### DOCUMENT EXTRACT
--- Start ---

Re: Heidegger? List?



On Fri, 2 Feb 1996, Laurence Paul Hemming wrote:

> On the 2nd February, Michael Antonucci wrote:
>
> >I understand the instinct to admire a raging iconoclast who disrupts a
> >slow and difficult consensus building process with Sturm und Strang.
> in yet another posting concerning the interminable drivel that has dominated the discussion here, reflecting nothing other than the rather small-world preoccupations of liberal North America. (And surely Strang is Drang?)
> What is it to build a "slow and difficult consensus" in a discussion primarily concerned with the work of Martin Heidegger? In what sense might we interpret him as encouraging such a thing? Did not in fact he stand against the formation of opinion or outlook or understanding as "consensus"? Or have I been misreading him for years? If he did stand against such a thing, might a little more care and thought, a little more self-questioning in our venturing of opinions and questions be appropriate?
>
> Heidegger himself points in the opposite direction: to what is "original" (urspruenglich) in my encounter with him: to what in my engagement with him and with the Western tradition points me first in the direction of thinking - to abandoning the position of apprentice toward thinking as such.
>
> Might we have a little less rehearsing of our own preoccupations? Might we just allow ourselves to be occupied by the matter at hand?

--- End ---

### STORED ROWS
--- Start ---

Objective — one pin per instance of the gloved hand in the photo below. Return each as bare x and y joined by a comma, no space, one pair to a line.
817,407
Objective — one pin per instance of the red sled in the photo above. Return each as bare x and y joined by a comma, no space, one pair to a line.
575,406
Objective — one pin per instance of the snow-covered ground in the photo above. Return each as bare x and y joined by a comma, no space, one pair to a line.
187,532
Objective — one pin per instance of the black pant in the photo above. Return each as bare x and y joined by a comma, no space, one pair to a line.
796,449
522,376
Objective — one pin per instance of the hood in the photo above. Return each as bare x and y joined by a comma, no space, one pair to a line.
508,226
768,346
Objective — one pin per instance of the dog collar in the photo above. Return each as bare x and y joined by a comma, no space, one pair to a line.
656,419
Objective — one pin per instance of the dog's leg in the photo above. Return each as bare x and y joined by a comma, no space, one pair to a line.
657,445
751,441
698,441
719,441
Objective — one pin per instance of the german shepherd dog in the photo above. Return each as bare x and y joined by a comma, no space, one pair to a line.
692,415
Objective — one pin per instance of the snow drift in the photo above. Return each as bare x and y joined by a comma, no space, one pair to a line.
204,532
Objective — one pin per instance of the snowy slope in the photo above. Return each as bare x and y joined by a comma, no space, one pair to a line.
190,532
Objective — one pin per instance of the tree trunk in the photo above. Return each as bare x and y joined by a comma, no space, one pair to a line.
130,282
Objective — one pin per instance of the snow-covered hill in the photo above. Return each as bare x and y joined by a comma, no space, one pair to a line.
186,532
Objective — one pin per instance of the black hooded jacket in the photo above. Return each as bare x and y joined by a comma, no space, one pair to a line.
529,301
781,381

--- End ---
--- Start ---

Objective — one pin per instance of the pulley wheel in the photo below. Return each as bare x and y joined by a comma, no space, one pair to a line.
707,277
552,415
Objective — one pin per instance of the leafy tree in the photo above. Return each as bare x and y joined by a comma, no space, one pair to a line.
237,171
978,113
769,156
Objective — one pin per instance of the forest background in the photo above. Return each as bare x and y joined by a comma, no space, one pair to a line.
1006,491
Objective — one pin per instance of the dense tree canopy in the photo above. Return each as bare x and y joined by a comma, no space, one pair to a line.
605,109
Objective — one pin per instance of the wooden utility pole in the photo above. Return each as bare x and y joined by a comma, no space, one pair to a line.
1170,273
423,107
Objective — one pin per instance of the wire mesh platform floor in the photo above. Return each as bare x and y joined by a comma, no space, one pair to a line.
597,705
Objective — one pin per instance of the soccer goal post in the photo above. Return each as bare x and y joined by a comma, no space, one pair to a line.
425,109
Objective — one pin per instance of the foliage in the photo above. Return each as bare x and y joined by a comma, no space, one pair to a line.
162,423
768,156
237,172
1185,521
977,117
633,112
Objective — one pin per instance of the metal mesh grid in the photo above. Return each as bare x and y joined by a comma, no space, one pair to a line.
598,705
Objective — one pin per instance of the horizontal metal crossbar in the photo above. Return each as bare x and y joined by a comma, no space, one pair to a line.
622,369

--- End ---

### PROBLEMS TO SOLVE
• 1. In the Heidegger list message, reproduce verbatim the stretch from "On Fri, 2 Feb" through "Sturm und Strang.".
• 2. Extend the Heidegger list message with the part that would follow its final sentence.

### ANSWERS FOR THE TASKS
• 1.
On Fri, 2 Feb 1996, Laurence Paul Hemming wrote:

> On the 2nd February, Michael Antonucci wrote:
>
> >I understand the instinct to admire a raging iconoclast who disrupts a
> >slow and difficult consensus building process with Sturm und Strang.

• 2.
>
> And in response to Tom Blancato, who wrote
>
> >How do we decide what is and what is not idle chatter? How does the
> >judgment operate, according to what understanding, situation,
> >interpretive fluency, etc.? Anyone find this as interesting as I do?
>
> I answer No! Until you answer who "we" is, what it is to "decide", what is a "judgment" and why do judgments "operate" - in other words, can you see no irony at all in that the way you have structured your question already pre-determines its possible range of answers. What could possibly be interesting about a rehearsal of the standard academic / "philosophical" jargon in which to "en-frame" this question.
>
> And finally, who the hell asked Curtis Clark whether there was something wrong with his keyboard. Now we'll never shut him up. As if we haven't had enough dysfunctional mangled language already :)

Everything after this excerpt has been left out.